• TEXT:
┏━━

Incontestable hate-politics realities requires immediate correction

"The information in the paragraph above is incontestable and well established by all major news and wire services: it cannot fairly be suppressed. We insist on immediate action to correct your biased, inaccurate, inflammatory story."


October 19, 2023

To:

Dan Taylor, Managing Editor, CTV News

Andrea Baillie, Editor-in-Chief, Canadian Press

Tim Cook, Managing Editor, Canadian Press

Stephanie Taylor, Reporter, Canadian Press

Dear Dan Taylor, Andrea Baillie, Tim Cook, and Stephanie Taylor,

I am writing on behalf of Canadians for Justice and Peace in the Middle East (CJPME, cjpme.org) to insist on correction of the misreporting in your October 19 article, “Thin line between freedom of speech and freedom of hate, says Israeli ambassador.

Your suppression from this story of crucial and incontestable hate-politics realities requires immediate correction.

Your principal source in this story, Iddo Moed, is the representative of a government whose ministers are icons of legally designated hate groups in Canada. This point is not subtle. Its exclusion from your coverage deceives your readers, and is professionally unjustifiable.

If your reporters and editors do not know these details, it is your responsibility to learn them. For instance, one of the racist terrorist organizations that is proscribed as “terrorist” under Canadian law is called Kahane Chai (Kach). It is represented in Israel’s government.

┗━━

• BRIEF: Copy the passage of the letter starting at "Stephanie Taylor, Reporter, Canadian" and ending at "says Israeli ambassador.", switching "Stephanie Taylor" to "S. Taylor" wherever it appears.

• MATERIAL SUPPLIED:
┏━━

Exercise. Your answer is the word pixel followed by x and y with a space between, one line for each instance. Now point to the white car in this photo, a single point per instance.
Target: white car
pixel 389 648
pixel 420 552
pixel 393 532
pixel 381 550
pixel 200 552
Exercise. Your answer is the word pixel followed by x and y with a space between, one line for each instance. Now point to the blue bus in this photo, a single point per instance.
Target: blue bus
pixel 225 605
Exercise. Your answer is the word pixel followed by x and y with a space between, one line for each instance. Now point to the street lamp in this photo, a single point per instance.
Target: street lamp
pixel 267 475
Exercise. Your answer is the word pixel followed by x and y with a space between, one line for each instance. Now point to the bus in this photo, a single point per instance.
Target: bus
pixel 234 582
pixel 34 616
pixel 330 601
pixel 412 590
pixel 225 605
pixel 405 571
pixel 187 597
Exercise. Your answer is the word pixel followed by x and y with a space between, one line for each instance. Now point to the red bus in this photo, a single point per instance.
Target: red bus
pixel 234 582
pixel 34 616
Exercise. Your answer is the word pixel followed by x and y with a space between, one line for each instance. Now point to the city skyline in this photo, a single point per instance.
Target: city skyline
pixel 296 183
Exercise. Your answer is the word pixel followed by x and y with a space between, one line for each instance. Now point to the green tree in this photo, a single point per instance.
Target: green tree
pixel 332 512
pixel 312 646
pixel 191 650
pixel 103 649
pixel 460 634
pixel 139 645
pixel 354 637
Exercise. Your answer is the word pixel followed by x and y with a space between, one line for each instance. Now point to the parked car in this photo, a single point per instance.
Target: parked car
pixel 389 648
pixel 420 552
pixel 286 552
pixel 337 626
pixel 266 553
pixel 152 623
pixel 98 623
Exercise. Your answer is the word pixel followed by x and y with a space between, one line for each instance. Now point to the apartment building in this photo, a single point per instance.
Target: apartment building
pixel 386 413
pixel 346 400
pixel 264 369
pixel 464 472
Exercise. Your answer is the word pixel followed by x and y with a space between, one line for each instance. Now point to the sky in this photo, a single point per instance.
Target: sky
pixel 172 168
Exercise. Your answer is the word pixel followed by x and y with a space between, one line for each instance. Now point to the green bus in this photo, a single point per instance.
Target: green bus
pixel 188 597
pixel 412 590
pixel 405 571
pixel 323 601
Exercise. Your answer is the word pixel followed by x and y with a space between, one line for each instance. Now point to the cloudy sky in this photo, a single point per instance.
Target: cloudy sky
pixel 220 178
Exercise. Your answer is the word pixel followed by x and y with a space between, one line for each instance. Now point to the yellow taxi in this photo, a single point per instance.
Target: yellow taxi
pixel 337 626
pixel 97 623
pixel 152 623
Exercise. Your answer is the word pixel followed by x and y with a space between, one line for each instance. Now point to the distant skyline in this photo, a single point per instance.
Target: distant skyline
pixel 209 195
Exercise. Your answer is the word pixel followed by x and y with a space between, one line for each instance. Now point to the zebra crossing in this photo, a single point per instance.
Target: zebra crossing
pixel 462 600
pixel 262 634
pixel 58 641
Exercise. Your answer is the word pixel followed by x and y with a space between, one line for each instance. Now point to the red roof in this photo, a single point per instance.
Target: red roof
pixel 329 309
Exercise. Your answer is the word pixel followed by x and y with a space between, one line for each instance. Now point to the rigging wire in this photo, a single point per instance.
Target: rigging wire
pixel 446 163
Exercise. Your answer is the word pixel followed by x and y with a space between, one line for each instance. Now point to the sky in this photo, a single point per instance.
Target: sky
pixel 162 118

┗━━

• TASK ANSWER:
S. Taylor, Reporter, Canadian Press

Dear Dan Taylor, Andrea Baillie, Tim Cook, and S. Taylor,

I am writing on behalf of Canadians for Justice and Peace in the Middle East (CJPME, cjpme.org) to insist on correction of the misreporting in your October 19 article, “Thin line between freedom of speech and freedom of hate, says Israeli ambassador.